取り組む課題> 川口能活のアジアカップ2000決勝を扱ったコラムに基づき、この大会で川口にアピールの機会が巡ってきた理由を1〜3文で説明しなさい。

出典>

————————

コラム スーパーセーブ

川口能活の2000年アジアカップ決勝についてとことん語りたい

日本代表史上、最高のGKの一人である川口能活のスーパーセーブ動画。もう20年以上前の試合になりますが、アジアカップ2000、決勝のサウジアラビア戦。川口の引退会見でも、自身のベストゲームの一つと語られたこの試合の川口のプレーについて、画像を使いとことん解説します。

[川口神セーブ連発!!!] 日本 vs サウジアラビア アジアカップ2000レバノン ハイライト

いや、ホントこういう動画あげてくださる方、感謝です。

川口にとってどんな試合だったか?

川口能活にとって、このアジアカップというのはどういう意味がある大会だったか。なんとしても、当時の日本代表フィリップ・トルシエ監督の評価を取り戻したい大会でした。

96年にアトランタ 五輪 、98年フランスワールドカップで日本の絶対的守護神として活躍した川口能活の状況は、フランスワールドカップ後にトルシエ監督が就任してから一変しました。トルシエ監督が、川口の永遠のライバル、楢崎正剛選手を重宝したからです。

就任初戦のエジプト戦こそ川口がスタメンでしたが、その後急激に出番をなくしていきます。トルシエも楢崎他3名の選手を中心にチームを作っていくと明言し、兼務していた2000年のシドニー五輪にも楢崎をオーバーエイジで招集。トルシエの信頼を勝ち取れない状況に、川口は焦り、たまに出る試合でもどこか空回っているような状況でした。

しかしそんな川口にチャンスが。楢崎がシドニー五輪で骨折したためアジアカップ・レバノン2000でアピールするチャンスが巡ってきたのです。

決勝まで道のり

そのアジアカップで日本は圧倒的な強さで決勝まで勝ち上がります。ここまで圧倒的な強さでアジアカップを勝ち上がったのはあとにも先にもこの大会くらいじゃないかな。

  • 2000年10月14日 予選リーグ 日本 4-1 サウジアラビア
  • 2000年10月17日 予選リーグ 日本 8-1 ウズベキスタン
  • 2000年10月20日 予選リーグ 日本 1-1 カタール 
  • 2000年10月24日 準々決勝 日本 4-1 イラク
  • 2000年10月26日 準決勝 日本 3-2 中国 

ただ、そんな中で川口としては毎試合失点を重ね、トルシエの信頼を取り戻すには不十分ともいえる歯がゆい試合が続きます。そして迎えた決勝の相手は予選リーグで圧勝したサウジアラビア。しかしサウジアラビアは大会途中で監督を解任し、決勝では全く別のチームになっていました。

————————

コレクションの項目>
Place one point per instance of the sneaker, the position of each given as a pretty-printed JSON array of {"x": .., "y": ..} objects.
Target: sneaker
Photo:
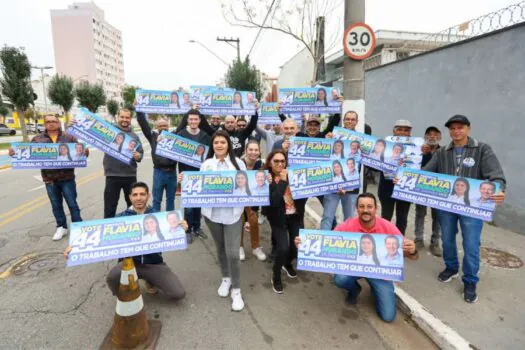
[
  {"x": 351, "y": 298},
  {"x": 60, "y": 232},
  {"x": 242, "y": 256},
  {"x": 436, "y": 250},
  {"x": 469, "y": 293},
  {"x": 447, "y": 275},
  {"x": 224, "y": 288},
  {"x": 200, "y": 233},
  {"x": 290, "y": 271},
  {"x": 277, "y": 285},
  {"x": 259, "y": 253},
  {"x": 237, "y": 302},
  {"x": 150, "y": 288}
]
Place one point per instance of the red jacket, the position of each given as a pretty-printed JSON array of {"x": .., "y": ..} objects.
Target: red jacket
[{"x": 55, "y": 175}]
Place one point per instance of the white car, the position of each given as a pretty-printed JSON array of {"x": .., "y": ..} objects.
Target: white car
[{"x": 5, "y": 130}]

————————

完成した解答> トルシエ監督は就任後、楢崎正剛を重用したため、川口は出番を失っていた。しかし、楢崎がシドニー五輪で骨折した。そのため、アジアカップ・レバノン2000で川口がアピールする機会が巡ってきた。